What is expected - Some lines hold the string "white". Copy all of them from the material that follows.

(Data extract Opens)

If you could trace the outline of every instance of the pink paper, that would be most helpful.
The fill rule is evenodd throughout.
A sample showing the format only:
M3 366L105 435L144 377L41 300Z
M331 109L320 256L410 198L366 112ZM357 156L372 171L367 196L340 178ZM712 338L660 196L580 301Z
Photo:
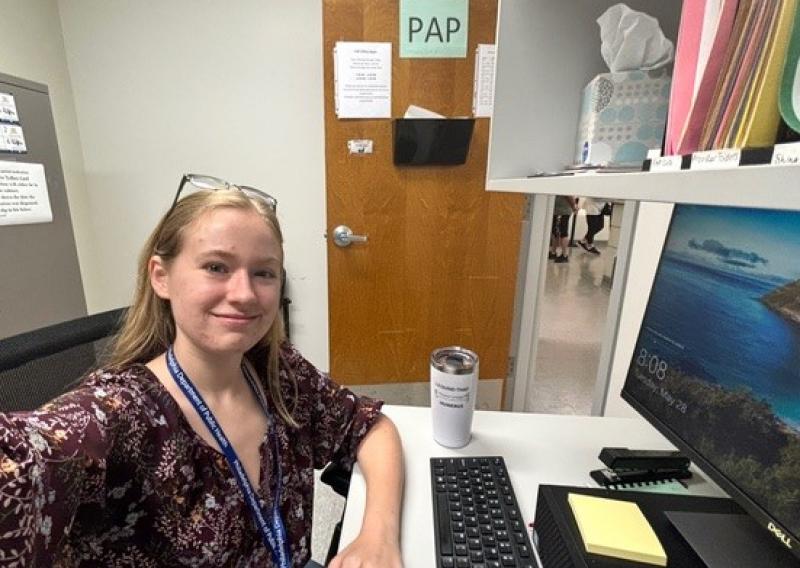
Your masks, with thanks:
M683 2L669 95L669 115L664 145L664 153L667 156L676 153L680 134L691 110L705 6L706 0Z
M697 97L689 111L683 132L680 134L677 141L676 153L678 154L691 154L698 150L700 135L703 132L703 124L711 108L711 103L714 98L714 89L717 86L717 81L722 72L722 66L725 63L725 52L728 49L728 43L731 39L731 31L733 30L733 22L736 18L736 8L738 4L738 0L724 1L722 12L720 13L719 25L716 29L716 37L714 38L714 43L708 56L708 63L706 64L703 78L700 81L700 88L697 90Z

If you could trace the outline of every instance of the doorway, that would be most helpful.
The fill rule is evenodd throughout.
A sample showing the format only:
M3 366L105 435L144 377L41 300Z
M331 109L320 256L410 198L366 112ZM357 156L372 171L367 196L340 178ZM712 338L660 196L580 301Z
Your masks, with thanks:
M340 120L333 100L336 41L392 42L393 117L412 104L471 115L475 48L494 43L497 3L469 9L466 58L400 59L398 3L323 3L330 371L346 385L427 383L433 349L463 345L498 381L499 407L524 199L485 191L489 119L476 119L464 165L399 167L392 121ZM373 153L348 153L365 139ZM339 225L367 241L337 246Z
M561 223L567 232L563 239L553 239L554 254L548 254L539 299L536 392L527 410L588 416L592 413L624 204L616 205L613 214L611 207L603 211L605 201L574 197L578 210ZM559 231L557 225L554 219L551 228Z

(Data extract Closes)
(Data extract Opens)

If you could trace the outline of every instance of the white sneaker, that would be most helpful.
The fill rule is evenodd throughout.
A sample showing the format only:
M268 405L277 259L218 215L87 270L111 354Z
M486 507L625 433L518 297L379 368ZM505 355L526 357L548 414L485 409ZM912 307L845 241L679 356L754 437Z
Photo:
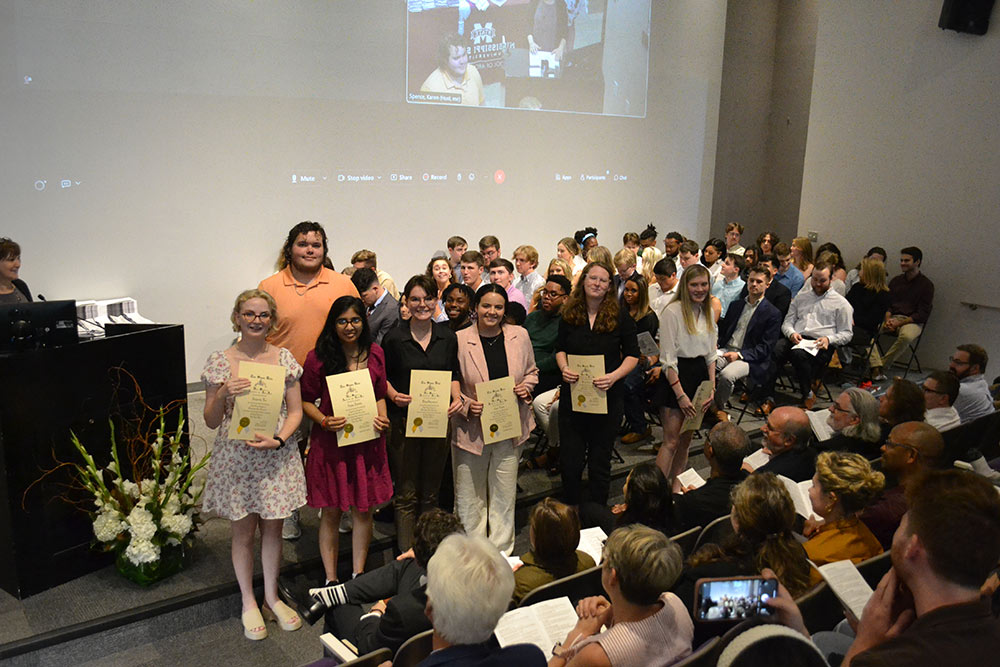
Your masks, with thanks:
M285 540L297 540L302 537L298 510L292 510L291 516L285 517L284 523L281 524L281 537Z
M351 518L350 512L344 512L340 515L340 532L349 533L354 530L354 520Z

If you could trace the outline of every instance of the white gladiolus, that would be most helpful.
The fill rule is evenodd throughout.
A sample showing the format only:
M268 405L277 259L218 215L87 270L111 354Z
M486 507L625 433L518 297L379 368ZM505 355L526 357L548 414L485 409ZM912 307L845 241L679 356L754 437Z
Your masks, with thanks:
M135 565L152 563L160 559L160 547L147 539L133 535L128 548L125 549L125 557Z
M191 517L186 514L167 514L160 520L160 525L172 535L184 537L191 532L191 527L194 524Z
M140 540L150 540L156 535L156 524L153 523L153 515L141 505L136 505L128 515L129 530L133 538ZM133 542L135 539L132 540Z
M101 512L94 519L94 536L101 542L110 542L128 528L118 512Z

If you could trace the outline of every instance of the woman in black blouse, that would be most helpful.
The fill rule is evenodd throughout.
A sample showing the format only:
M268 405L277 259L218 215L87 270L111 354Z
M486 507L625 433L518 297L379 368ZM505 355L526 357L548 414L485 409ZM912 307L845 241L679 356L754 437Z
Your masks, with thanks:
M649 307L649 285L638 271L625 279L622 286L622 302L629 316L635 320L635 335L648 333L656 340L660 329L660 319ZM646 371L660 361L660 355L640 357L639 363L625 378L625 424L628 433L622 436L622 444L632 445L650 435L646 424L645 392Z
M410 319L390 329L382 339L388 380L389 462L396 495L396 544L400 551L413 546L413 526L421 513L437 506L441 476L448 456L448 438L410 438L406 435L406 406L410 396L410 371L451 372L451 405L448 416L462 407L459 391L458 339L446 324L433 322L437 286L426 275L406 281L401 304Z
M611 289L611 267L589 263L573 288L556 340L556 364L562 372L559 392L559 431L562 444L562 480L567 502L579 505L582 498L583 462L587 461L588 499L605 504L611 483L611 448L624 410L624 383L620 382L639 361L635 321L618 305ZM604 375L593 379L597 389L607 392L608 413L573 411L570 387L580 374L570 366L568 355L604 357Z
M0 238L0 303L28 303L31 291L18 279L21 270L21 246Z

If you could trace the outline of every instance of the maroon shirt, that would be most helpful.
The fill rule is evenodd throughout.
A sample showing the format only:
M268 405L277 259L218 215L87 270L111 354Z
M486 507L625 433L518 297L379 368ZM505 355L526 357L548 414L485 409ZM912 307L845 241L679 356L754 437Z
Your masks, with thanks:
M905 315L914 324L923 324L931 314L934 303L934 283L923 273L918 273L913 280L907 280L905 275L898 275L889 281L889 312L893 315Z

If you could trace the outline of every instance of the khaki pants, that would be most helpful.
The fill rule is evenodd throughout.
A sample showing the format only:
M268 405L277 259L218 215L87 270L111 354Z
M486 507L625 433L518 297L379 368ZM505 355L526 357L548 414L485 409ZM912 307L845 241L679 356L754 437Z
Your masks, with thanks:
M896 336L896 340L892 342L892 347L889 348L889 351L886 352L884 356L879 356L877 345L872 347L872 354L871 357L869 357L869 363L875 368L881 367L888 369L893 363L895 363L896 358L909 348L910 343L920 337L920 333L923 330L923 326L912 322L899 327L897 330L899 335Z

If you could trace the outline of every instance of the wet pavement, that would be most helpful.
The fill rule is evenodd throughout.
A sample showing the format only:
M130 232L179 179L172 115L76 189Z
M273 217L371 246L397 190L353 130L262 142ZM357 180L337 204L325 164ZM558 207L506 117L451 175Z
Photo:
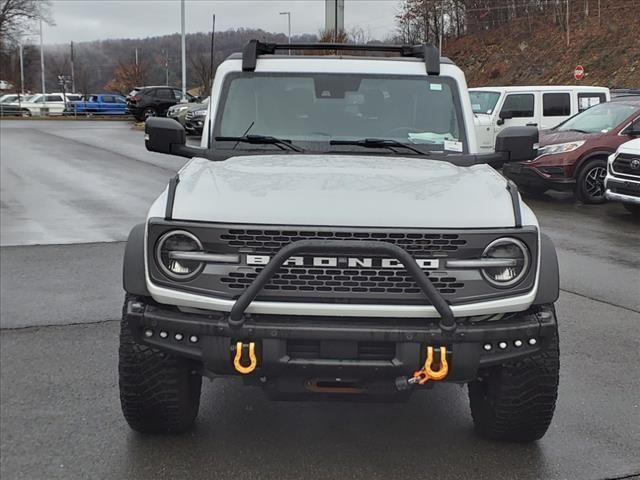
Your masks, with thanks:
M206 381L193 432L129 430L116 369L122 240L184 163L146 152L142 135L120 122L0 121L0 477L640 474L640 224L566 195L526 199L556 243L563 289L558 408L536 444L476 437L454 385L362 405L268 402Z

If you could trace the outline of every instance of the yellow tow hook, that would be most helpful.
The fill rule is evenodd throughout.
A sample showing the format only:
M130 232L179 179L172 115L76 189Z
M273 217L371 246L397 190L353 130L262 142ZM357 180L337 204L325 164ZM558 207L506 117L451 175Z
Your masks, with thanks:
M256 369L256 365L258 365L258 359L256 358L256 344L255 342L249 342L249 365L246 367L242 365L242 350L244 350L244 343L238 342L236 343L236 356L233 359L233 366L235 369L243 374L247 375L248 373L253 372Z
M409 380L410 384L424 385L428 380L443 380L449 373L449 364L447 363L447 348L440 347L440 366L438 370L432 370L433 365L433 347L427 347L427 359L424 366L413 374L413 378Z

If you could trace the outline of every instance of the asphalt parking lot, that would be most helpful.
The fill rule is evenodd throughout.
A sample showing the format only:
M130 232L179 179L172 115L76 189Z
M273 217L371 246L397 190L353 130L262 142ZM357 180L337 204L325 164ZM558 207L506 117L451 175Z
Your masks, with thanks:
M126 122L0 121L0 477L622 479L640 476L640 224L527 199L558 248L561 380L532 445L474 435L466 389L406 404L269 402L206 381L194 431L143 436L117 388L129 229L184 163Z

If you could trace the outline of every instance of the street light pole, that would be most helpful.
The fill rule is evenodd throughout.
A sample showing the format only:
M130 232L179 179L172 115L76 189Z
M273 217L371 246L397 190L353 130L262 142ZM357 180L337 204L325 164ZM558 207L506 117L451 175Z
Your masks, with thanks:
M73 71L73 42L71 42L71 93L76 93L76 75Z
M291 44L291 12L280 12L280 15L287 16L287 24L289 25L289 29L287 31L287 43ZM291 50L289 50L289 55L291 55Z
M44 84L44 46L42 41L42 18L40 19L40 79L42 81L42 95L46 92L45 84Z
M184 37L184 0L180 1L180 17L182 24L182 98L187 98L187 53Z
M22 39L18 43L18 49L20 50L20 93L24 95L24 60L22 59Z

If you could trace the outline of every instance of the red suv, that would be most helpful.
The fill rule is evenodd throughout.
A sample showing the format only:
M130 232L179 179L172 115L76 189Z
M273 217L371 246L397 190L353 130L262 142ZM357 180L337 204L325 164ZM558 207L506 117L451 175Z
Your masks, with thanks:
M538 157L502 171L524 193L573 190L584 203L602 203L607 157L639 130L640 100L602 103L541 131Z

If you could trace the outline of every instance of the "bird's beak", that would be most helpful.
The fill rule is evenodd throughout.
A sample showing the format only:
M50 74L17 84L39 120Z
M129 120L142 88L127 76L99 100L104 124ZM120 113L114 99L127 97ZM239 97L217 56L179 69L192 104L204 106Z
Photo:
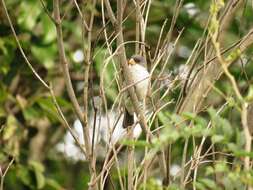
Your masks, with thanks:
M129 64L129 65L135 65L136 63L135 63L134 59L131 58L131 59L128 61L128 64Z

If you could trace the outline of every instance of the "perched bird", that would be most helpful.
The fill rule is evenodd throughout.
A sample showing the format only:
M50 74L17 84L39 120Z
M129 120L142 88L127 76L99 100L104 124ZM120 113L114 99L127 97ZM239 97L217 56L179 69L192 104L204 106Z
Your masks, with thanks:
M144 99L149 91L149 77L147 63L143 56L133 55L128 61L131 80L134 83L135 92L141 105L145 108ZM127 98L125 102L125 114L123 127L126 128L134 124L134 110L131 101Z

(Data extract Closes)

Answer to the exercise -
If you could trace the outline of every instance of the white sneaker, that would be most helpful.
If you could trace the outline of every instance of the white gladiolus, that would be most helpful.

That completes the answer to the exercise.